RECORD EXTRACTS START
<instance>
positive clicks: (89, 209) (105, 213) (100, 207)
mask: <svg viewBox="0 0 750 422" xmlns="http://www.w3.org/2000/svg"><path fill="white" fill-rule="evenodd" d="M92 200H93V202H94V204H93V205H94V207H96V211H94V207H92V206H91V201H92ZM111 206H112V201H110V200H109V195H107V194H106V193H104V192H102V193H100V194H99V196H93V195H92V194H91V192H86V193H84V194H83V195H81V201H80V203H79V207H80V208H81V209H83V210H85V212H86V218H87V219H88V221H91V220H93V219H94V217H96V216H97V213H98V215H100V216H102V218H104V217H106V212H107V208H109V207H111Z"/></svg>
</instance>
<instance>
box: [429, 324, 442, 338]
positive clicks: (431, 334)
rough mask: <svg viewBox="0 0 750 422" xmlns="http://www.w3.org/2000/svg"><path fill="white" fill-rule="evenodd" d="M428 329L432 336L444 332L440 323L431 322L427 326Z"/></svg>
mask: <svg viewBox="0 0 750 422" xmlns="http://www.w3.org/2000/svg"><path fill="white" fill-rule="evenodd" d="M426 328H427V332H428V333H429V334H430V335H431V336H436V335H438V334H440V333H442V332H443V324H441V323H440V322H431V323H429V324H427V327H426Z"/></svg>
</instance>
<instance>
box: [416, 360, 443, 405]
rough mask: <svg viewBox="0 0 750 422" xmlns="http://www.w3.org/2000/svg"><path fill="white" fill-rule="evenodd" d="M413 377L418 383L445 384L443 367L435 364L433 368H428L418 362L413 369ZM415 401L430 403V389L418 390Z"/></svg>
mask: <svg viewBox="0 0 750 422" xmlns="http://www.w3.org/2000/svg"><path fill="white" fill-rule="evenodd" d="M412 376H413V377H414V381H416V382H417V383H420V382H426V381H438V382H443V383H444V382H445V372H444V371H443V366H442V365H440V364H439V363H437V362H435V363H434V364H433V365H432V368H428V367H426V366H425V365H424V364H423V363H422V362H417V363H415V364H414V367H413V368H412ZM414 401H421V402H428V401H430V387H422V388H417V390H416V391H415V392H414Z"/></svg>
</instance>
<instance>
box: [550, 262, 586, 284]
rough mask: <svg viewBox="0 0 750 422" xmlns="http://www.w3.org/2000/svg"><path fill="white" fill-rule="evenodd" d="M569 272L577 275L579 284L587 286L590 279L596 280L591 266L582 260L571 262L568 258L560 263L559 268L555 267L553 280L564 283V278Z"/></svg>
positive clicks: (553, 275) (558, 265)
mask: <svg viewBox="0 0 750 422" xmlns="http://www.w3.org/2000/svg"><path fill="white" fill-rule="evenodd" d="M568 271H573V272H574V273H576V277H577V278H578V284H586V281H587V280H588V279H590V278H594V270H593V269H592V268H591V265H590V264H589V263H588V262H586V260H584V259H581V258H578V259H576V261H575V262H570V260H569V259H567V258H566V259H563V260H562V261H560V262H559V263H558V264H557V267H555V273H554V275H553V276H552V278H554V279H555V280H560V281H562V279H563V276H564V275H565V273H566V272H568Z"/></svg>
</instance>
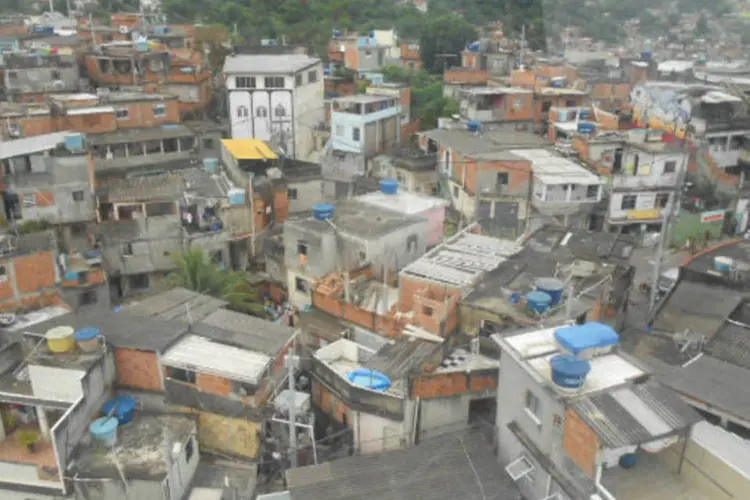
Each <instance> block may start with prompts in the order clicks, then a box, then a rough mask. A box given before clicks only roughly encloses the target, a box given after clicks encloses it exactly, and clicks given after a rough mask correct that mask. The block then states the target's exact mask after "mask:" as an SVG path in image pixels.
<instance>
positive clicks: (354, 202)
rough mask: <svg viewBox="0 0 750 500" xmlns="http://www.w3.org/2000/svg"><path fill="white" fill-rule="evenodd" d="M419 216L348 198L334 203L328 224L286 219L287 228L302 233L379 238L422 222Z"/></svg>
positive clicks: (322, 222)
mask: <svg viewBox="0 0 750 500" xmlns="http://www.w3.org/2000/svg"><path fill="white" fill-rule="evenodd" d="M423 221H424V219H423V218H422V217H418V216H410V215H404V214H403V213H401V212H396V211H394V210H390V209H386V208H382V207H377V206H373V205H370V204H367V203H364V202H362V201H359V200H356V199H351V200H343V201H340V202H338V203H336V209H335V211H334V214H333V218H332V219H331V220H330V223H329V222H327V221H320V220H317V219H315V218H314V217H306V218H302V219H296V220H291V219H290V220H288V221H287V222H286V223H285V226H287V227H296V228H299V229H301V230H303V231H311V232H316V233H331V234H332V233H334V232H335V231H339V233H340V234H348V235H352V236H358V237H361V238H366V239H371V238H379V237H382V236H385V235H387V234H389V233H392V232H394V231H396V230H398V229H402V228H406V227H410V226H413V225H414V224H419V223H421V222H423Z"/></svg>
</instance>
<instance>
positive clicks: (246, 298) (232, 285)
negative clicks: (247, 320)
mask: <svg viewBox="0 0 750 500" xmlns="http://www.w3.org/2000/svg"><path fill="white" fill-rule="evenodd" d="M173 260H174V263H175V265H176V266H177V270H175V271H173V272H172V273H170V274H169V275H168V276H167V284H168V285H169V286H170V287H171V288H174V287H183V288H187V289H188V290H192V291H194V292H198V293H203V294H206V295H211V296H212V297H216V298H220V299H223V300H226V301H227V302H229V307H230V308H231V309H233V310H235V311H238V312H243V313H246V314H250V315H252V316H259V317H265V316H266V312H265V309H264V307H263V304H261V297H260V296H259V294H258V292H257V291H256V290H255V289H254V288H253V287H252V286H251V285H250V283H248V281H247V279H246V277H245V275H244V273H240V272H234V271H227V270H224V269H221V268H220V267H219V266H218V265H217V264H216V263H215V262H212V261H211V259H210V258H209V257H208V256H207V255H206V253H205V252H204V251H203V250H202V249H200V248H188V249H186V250H184V251H183V252H182V253H180V254H178V255H176V256H174V257H173Z"/></svg>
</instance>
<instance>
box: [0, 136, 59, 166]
mask: <svg viewBox="0 0 750 500" xmlns="http://www.w3.org/2000/svg"><path fill="white" fill-rule="evenodd" d="M71 133H72V132H70V131H67V132H54V133H51V134H43V135H37V136H34V137H24V138H23V139H14V140H12V141H2V142H0V160H6V159H8V158H13V157H14V156H21V155H29V154H33V153H41V152H43V151H49V150H51V149H56V148H57V147H58V146H59V145H60V144H63V143H64V142H65V138H66V137H67V136H68V135H70V134H71Z"/></svg>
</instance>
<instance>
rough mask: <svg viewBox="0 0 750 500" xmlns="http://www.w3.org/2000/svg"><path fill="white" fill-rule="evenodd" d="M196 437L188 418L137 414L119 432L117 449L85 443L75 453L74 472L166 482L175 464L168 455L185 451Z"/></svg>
mask: <svg viewBox="0 0 750 500" xmlns="http://www.w3.org/2000/svg"><path fill="white" fill-rule="evenodd" d="M195 433H196V422H195V420H193V419H192V418H190V417H187V416H181V415H179V416H178V415H159V416H155V415H145V414H136V416H135V418H134V419H133V421H132V422H130V423H129V424H128V425H124V426H121V427H119V428H118V430H117V446H115V447H114V448H107V447H105V446H104V445H103V444H102V443H101V442H100V441H97V440H94V439H91V440H89V441H86V440H84V441H82V442H81V444H79V446H78V448H77V449H76V451H75V452H74V456H73V460H74V462H73V463H74V465H73V466H72V467H73V469H74V470H73V472H74V473H77V474H78V475H79V476H80V477H81V478H112V479H116V480H117V481H120V480H121V478H122V476H123V475H124V476H125V477H126V478H128V479H143V480H162V479H163V478H164V477H165V476H166V475H167V472H168V470H169V467H170V464H171V457H167V453H168V452H172V453H179V452H181V451H182V450H184V449H185V447H186V446H188V440H189V439H190V437H191V436H192V435H195ZM190 446H193V447H195V444H192V445H190ZM168 450H169V451H168ZM196 451H197V450H196ZM183 453H184V451H183Z"/></svg>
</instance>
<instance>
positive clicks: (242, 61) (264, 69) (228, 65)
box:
RECORD EXTRACTS END
*WORK REQUIRED*. Leave out the pictures and repeat the remaining data exactly.

*SOLVED EXERCISE*.
<instance>
positive clicks: (89, 209) (105, 213) (100, 207)
mask: <svg viewBox="0 0 750 422" xmlns="http://www.w3.org/2000/svg"><path fill="white" fill-rule="evenodd" d="M92 200H93V202H94V204H93V205H94V207H96V211H94V207H92V206H91V201H92ZM111 206H112V201H110V200H109V195H107V194H106V193H104V192H102V193H100V194H99V196H93V195H92V194H91V192H86V193H84V194H83V195H81V201H80V203H79V207H80V208H81V209H83V210H85V212H86V218H87V219H88V221H91V220H93V219H94V217H96V216H97V213H98V215H100V216H102V218H104V217H106V212H107V208H109V207H111Z"/></svg>
</instance>
<instance>
box: [429, 324, 442, 338]
positive clicks: (431, 334)
rough mask: <svg viewBox="0 0 750 422" xmlns="http://www.w3.org/2000/svg"><path fill="white" fill-rule="evenodd" d="M428 329L432 336L444 332L440 323L431 322L427 326Z"/></svg>
mask: <svg viewBox="0 0 750 422" xmlns="http://www.w3.org/2000/svg"><path fill="white" fill-rule="evenodd" d="M426 328H427V332H428V333H429V334H430V335H431V336H436V335H438V334H440V333H442V332H443V324H441V323H440V322H431V323H429V324H427V327H426Z"/></svg>
</instance>
<instance>
box: [416, 360, 443, 405]
rough mask: <svg viewBox="0 0 750 422" xmlns="http://www.w3.org/2000/svg"><path fill="white" fill-rule="evenodd" d="M413 377L418 383L445 384L443 367L435 364L433 368H428L418 362L413 369ZM415 401L430 403V389L418 390Z"/></svg>
mask: <svg viewBox="0 0 750 422" xmlns="http://www.w3.org/2000/svg"><path fill="white" fill-rule="evenodd" d="M412 376H413V377H414V381H416V382H417V383H420V382H426V381H438V382H443V383H444V382H445V372H444V371H443V366H442V365H440V364H439V363H437V362H435V363H434V364H433V365H432V368H428V367H426V366H425V365H424V364H423V363H422V362H417V363H415V364H414V367H413V368H412ZM414 401H421V402H428V401H430V387H422V388H417V390H416V391H415V392H414Z"/></svg>
</instance>
<instance>
box: [550, 262, 586, 284]
rough mask: <svg viewBox="0 0 750 422" xmlns="http://www.w3.org/2000/svg"><path fill="white" fill-rule="evenodd" d="M569 272L577 275L579 284L587 286L590 279L596 280L591 266L582 260L571 262L568 258L560 263L559 268L555 267L553 280L564 283V278Z"/></svg>
positive clicks: (553, 275) (558, 265)
mask: <svg viewBox="0 0 750 422" xmlns="http://www.w3.org/2000/svg"><path fill="white" fill-rule="evenodd" d="M568 271H573V272H574V273H576V277H577V278H578V284H586V281H587V280H588V279H590V278H594V270H593V269H592V268H591V265H590V264H589V263H588V262H586V260H584V259H581V258H578V259H576V261H575V262H570V260H569V259H567V258H566V259H563V260H562V261H560V262H559V263H558V264H557V267H555V273H554V275H553V276H552V278H554V279H555V280H560V281H562V279H563V276H564V275H565V273H566V272H568Z"/></svg>
</instance>
Each <instance> block may start with prompts in the order clicks, then a box, then a rough mask. A box given before clicks only roughly encloses the target, a box given after clicks encloses it exactly, and clicks given after a rough mask correct that mask. The block then states the target's exact mask after "mask:" as an SVG path in image pixels.
<instance>
positive clicks: (354, 202)
rough mask: <svg viewBox="0 0 750 500" xmlns="http://www.w3.org/2000/svg"><path fill="white" fill-rule="evenodd" d="M419 216L348 198L334 203L328 224L286 219L287 228L302 233L379 238L422 222Z"/></svg>
positive clicks: (322, 222)
mask: <svg viewBox="0 0 750 500" xmlns="http://www.w3.org/2000/svg"><path fill="white" fill-rule="evenodd" d="M423 221H424V219H423V218H422V217H418V216H410V215H404V214H403V213H401V212H396V211H394V210H390V209H386V208H382V207H377V206H373V205H370V204H367V203H364V202H362V201H359V200H356V199H351V200H343V201H340V202H338V203H336V209H335V211H334V214H333V218H332V219H331V220H330V223H329V222H327V221H320V220H317V219H315V218H314V217H306V218H302V219H296V220H291V219H290V220H288V221H287V222H286V223H285V226H287V227H296V228H299V229H301V230H303V231H311V232H316V233H331V234H332V233H334V232H335V231H339V233H340V234H348V235H352V236H358V237H361V238H366V239H371V238H379V237H382V236H385V235H387V234H389V233H392V232H394V231H396V230H398V229H402V228H406V227H410V226H413V225H414V224H419V223H421V222H423Z"/></svg>
</instance>
<instance>
positive clicks: (246, 298) (232, 285)
negative clicks: (247, 320)
mask: <svg viewBox="0 0 750 500" xmlns="http://www.w3.org/2000/svg"><path fill="white" fill-rule="evenodd" d="M173 260H174V263H175V265H176V266H177V270H175V271H173V272H172V273H170V274H169V275H168V276H167V284H168V285H169V286H170V287H171V288H174V287H183V288H187V289H188V290H192V291H194V292H198V293H203V294H206V295H211V296H212V297H216V298H220V299H223V300H226V301H227V302H229V307H230V308H231V309H233V310H235V311H238V312H243V313H246V314H250V315H252V316H259V317H265V316H266V312H265V309H264V307H263V304H261V297H260V296H259V294H258V292H257V291H256V290H255V289H254V288H253V287H252V286H251V285H250V283H248V281H247V279H246V277H245V275H244V273H240V272H234V271H227V270H224V269H221V268H220V267H219V266H218V265H217V264H216V263H215V262H212V261H211V259H210V258H209V257H208V256H207V255H206V253H205V252H204V251H203V250H202V249H200V248H188V249H186V250H184V251H183V252H182V253H180V254H178V255H176V256H174V257H173Z"/></svg>
</instance>
<instance>
box: [0, 136, 59, 166]
mask: <svg viewBox="0 0 750 500" xmlns="http://www.w3.org/2000/svg"><path fill="white" fill-rule="evenodd" d="M71 133H72V132H70V131H67V132H54V133H51V134H43V135H37V136H34V137H24V138H23V139H14V140H12V141H2V142H0V160H6V159H8V158H13V157H14V156H21V155H29V154H33V153H41V152H43V151H49V150H51V149H56V148H57V147H58V146H59V145H60V144H63V143H64V142H65V138H66V137H67V136H68V135H70V134H71Z"/></svg>
</instance>
<instance>
rough mask: <svg viewBox="0 0 750 500" xmlns="http://www.w3.org/2000/svg"><path fill="white" fill-rule="evenodd" d="M196 437L188 418L137 414L119 432L117 449L85 443L75 453L74 472L166 482L175 464L168 455L185 451Z"/></svg>
mask: <svg viewBox="0 0 750 500" xmlns="http://www.w3.org/2000/svg"><path fill="white" fill-rule="evenodd" d="M195 433H196V422H195V420H193V419H192V418H190V417H187V416H181V415H179V416H178V415H159V416H155V415H145V414H136V416H135V418H134V419H133V421H132V422H130V423H129V424H128V425H124V426H121V427H119V428H118V430H117V446H115V447H114V448H107V447H105V446H104V445H103V444H102V443H101V442H100V441H97V440H94V439H91V440H89V441H86V440H84V441H82V442H81V444H79V446H78V448H77V449H76V451H75V452H74V456H73V460H74V462H73V463H74V465H73V466H72V467H73V469H74V470H73V472H74V473H77V474H78V475H79V476H80V477H81V478H112V479H116V480H117V481H120V480H121V478H122V476H123V475H124V476H125V477H126V478H128V479H143V480H162V479H163V478H164V477H165V476H166V475H167V472H168V470H169V467H170V464H171V457H167V453H168V452H172V453H179V452H181V451H182V450H184V449H185V447H186V446H188V440H189V439H190V437H191V436H192V435H195ZM190 446H193V447H195V444H192V445H190ZM168 450H169V451H168ZM196 451H197V450H196ZM183 453H184V451H183Z"/></svg>
</instance>
<instance>
positive clicks: (242, 61) (264, 69) (228, 65)
box:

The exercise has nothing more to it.